Present the following entries again, word for word and in full.

SUPPLIED RECORDS START

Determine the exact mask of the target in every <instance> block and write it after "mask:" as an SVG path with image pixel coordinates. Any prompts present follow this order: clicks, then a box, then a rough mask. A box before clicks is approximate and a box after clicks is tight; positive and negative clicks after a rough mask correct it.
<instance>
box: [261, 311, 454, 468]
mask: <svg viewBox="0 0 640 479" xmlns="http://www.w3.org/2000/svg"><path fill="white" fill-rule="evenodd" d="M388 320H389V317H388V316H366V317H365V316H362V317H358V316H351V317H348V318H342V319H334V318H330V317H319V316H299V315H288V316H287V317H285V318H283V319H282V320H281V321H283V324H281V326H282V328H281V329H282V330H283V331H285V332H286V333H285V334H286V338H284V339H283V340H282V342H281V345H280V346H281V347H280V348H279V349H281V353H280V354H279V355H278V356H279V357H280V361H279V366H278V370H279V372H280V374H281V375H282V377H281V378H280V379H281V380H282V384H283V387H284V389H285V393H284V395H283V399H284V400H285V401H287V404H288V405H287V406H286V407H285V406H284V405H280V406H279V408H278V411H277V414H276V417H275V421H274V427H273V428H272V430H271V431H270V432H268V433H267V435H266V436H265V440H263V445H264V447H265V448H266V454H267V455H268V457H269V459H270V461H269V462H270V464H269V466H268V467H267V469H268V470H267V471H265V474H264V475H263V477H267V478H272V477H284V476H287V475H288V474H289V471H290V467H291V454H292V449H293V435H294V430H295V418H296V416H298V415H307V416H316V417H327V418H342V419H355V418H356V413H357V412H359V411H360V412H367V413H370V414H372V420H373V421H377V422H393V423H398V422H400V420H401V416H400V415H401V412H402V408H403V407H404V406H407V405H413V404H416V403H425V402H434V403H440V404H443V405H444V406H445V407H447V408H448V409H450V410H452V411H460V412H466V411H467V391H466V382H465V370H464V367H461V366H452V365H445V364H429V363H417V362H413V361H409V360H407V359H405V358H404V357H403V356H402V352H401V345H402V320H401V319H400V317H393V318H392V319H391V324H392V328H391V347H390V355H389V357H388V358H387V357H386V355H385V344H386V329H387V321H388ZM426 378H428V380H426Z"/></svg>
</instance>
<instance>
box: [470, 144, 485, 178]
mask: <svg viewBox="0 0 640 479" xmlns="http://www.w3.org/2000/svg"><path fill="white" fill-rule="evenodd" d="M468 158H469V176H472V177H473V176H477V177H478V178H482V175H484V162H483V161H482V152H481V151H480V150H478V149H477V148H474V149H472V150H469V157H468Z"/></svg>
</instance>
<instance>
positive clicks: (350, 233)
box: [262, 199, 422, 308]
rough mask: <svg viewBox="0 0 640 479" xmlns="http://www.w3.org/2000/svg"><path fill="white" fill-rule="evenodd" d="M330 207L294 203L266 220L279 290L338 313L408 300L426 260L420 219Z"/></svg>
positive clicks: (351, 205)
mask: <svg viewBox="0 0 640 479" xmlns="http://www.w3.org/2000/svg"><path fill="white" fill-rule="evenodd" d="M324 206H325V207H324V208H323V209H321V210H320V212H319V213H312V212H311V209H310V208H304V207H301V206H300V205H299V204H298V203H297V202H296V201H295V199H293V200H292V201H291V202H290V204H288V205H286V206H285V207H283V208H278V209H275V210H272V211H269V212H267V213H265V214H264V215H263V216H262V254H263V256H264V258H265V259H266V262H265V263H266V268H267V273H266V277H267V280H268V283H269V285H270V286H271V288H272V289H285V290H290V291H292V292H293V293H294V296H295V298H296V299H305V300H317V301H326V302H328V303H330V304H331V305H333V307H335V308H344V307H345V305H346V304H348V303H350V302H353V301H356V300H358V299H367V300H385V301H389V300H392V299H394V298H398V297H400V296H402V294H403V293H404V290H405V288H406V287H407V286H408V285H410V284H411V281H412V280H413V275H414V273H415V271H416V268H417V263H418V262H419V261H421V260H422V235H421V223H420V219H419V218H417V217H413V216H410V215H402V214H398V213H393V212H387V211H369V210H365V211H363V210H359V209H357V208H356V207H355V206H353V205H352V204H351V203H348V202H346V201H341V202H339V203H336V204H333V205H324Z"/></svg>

SUPPLIED RECORDS END

SOLUTION FOR THIS EXERCISE.
Determine the exact mask of the target in every <instance> block and write it after "mask:" as an SVG path with image pixel coordinates. Any prompts present follow this order: clicks, then a box, then a rough mask. A box before clicks is approximate and a box after clicks is tight; positive and negative clicks after a rough mask correct it.
<instance>
box: [261, 311, 454, 468]
mask: <svg viewBox="0 0 640 479" xmlns="http://www.w3.org/2000/svg"><path fill="white" fill-rule="evenodd" d="M388 320H389V317H388V316H366V317H365V316H362V317H358V316H351V317H348V318H342V319H334V318H330V317H319V316H299V315H288V316H287V317H285V318H283V319H282V320H281V321H283V324H281V326H282V328H281V329H282V330H283V331H285V332H286V333H285V334H286V338H284V339H283V340H282V342H281V345H280V346H281V347H280V348H279V349H281V353H280V354H279V355H278V356H279V357H280V361H279V366H278V370H279V372H280V374H281V375H282V377H281V378H280V379H281V380H282V384H283V387H284V389H285V393H284V395H283V399H284V400H285V401H287V404H288V405H287V406H286V407H285V406H284V405H280V406H279V408H278V411H277V414H276V417H275V421H274V427H273V428H272V430H271V431H270V432H268V433H267V435H266V436H265V440H263V445H264V447H265V448H266V454H267V455H268V457H269V459H270V461H269V462H270V464H269V466H268V467H267V469H268V470H267V471H265V474H264V475H263V477H267V478H272V477H284V476H287V475H288V474H289V471H290V467H291V454H292V449H293V435H294V430H295V418H296V416H298V415H307V416H316V417H327V418H342V419H355V418H356V413H357V412H359V411H360V412H367V413H370V414H372V420H373V421H377V422H393V423H398V422H400V420H401V416H400V415H401V412H402V408H403V407H404V406H407V405H413V404H416V403H425V402H434V403H440V404H443V405H444V406H445V407H447V408H448V409H450V410H452V411H460V412H466V411H467V391H466V382H465V370H464V367H461V366H452V365H445V364H429V363H417V362H413V361H409V360H407V359H405V358H404V357H403V356H402V352H401V345H402V320H401V319H400V317H393V318H392V319H391V324H392V328H391V347H390V355H389V357H388V358H387V357H386V355H385V344H386V329H387V321H388ZM426 378H428V380H426Z"/></svg>
</instance>
<instance>
box: [470, 144, 485, 178]
mask: <svg viewBox="0 0 640 479" xmlns="http://www.w3.org/2000/svg"><path fill="white" fill-rule="evenodd" d="M468 158H469V176H472V177H473V176H477V177H478V178H482V175H484V162H483V161H482V152H481V151H480V150H478V149H477V148H474V149H472V150H469V157H468Z"/></svg>
</instance>
<instance>
positive clicks: (350, 233)
box: [262, 199, 422, 308]
rough mask: <svg viewBox="0 0 640 479" xmlns="http://www.w3.org/2000/svg"><path fill="white" fill-rule="evenodd" d="M330 207L294 203L266 220L279 290L338 313L408 300L426 260L420 219Z"/></svg>
positive clicks: (351, 205)
mask: <svg viewBox="0 0 640 479" xmlns="http://www.w3.org/2000/svg"><path fill="white" fill-rule="evenodd" d="M324 206H325V207H324V208H323V209H321V210H320V212H319V213H312V212H311V209H310V208H304V207H301V206H300V205H299V204H298V203H297V202H296V201H295V199H293V200H292V201H291V202H290V204H288V205H286V206H285V207H283V208H278V209H275V210H272V211H269V212H267V213H265V214H264V215H263V216H262V254H263V256H264V258H265V259H266V262H265V263H266V268H267V273H266V277H267V280H268V283H269V285H270V286H271V288H272V289H285V290H290V291H292V292H293V293H294V296H295V298H296V299H305V300H317V301H326V302H328V303H330V304H331V305H333V307H335V308H344V307H345V305H346V304H348V303H350V302H353V301H356V300H358V299H367V300H385V301H389V300H392V299H394V298H398V297H400V296H402V294H403V293H404V290H405V288H406V287H407V286H408V285H410V284H411V281H412V280H413V275H414V273H415V271H416V268H417V263H418V262H419V261H421V260H422V235H421V223H420V219H419V218H417V217H413V216H410V215H402V214H398V213H393V212H387V211H369V210H365V211H363V210H359V209H357V208H356V207H355V206H353V205H352V204H351V203H348V202H346V201H341V202H339V203H336V204H333V205H324Z"/></svg>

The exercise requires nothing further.